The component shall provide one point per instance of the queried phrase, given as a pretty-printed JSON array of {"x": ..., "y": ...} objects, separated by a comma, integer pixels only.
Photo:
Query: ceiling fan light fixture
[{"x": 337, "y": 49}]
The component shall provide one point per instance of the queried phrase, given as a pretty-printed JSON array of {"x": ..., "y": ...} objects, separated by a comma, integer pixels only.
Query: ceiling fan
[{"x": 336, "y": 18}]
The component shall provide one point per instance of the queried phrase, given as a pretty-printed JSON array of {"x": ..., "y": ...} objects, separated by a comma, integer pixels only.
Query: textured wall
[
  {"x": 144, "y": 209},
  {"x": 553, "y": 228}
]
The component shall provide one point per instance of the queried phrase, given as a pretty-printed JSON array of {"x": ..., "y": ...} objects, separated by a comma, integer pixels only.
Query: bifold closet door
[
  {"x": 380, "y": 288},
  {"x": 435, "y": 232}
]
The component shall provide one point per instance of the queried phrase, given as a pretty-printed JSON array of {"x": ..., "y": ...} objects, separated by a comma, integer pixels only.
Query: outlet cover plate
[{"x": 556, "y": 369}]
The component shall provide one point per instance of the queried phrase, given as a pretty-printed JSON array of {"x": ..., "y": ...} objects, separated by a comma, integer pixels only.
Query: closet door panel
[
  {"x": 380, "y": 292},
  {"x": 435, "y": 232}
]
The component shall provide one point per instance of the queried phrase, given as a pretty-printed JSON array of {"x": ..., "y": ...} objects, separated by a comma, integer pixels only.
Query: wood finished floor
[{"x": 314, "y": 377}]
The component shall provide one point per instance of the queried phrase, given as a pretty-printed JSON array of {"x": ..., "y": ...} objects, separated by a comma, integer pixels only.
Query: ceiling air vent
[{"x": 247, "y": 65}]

### Aim
Copy the records above exactly.

### Output below
The component shall provide one point per instance of the queried phrase, given as a pretty-printed JSON array of {"x": ..., "y": ...} objects, separated by a comma, integer pixels only.
Photo:
Query: ceiling fan light fixture
[{"x": 337, "y": 49}]
The component shall provide one point per instance of the queried phrase, given as a pretty-printed JSON array of {"x": ..., "y": ...} objects, separated by a comma, integer pixels only.
Query: ceiling fan
[{"x": 336, "y": 18}]
The component shall provide one point per instance of the queried phrase, given as a pretty-printed JSON array of {"x": ..., "y": ...} objects, separated by a comma, integer pixels only.
Query: textured wall
[
  {"x": 144, "y": 209},
  {"x": 553, "y": 228}
]
The component shall provide one point per instance of the queried phrase, given as a pretty-printed JSON array of {"x": ..., "y": ...} objects, separated by a comma, integer pixels only.
Query: bifold closet door
[
  {"x": 380, "y": 288},
  {"x": 435, "y": 232}
]
The component shall provide one point per instance of the queried phrase, given as a pretty-printed JSON array of {"x": ..., "y": ...} objects, separated by a comma, integer pixels only.
Query: outlet cover plate
[{"x": 556, "y": 369}]
The component shall provide one point per instance of the queried phrase, given as a pretty-printed JSON array of {"x": ..., "y": ...} objects, separated by a comma, integer pixels only.
Query: closet door panel
[
  {"x": 380, "y": 292},
  {"x": 435, "y": 232}
]
The component shall provide one point per instance of the queried phrase, given as a pretty-printed JSON array of {"x": ..., "y": ...} objects, separated by a comma, integer pixels only.
Query: wood finished floor
[{"x": 314, "y": 377}]
The component shall provide one point per instance of the queried phrase, given as a pretty-printed JSON array of {"x": ..., "y": ...} objects, separated by a comma, integer pixels only.
Query: ceiling air vent
[{"x": 247, "y": 65}]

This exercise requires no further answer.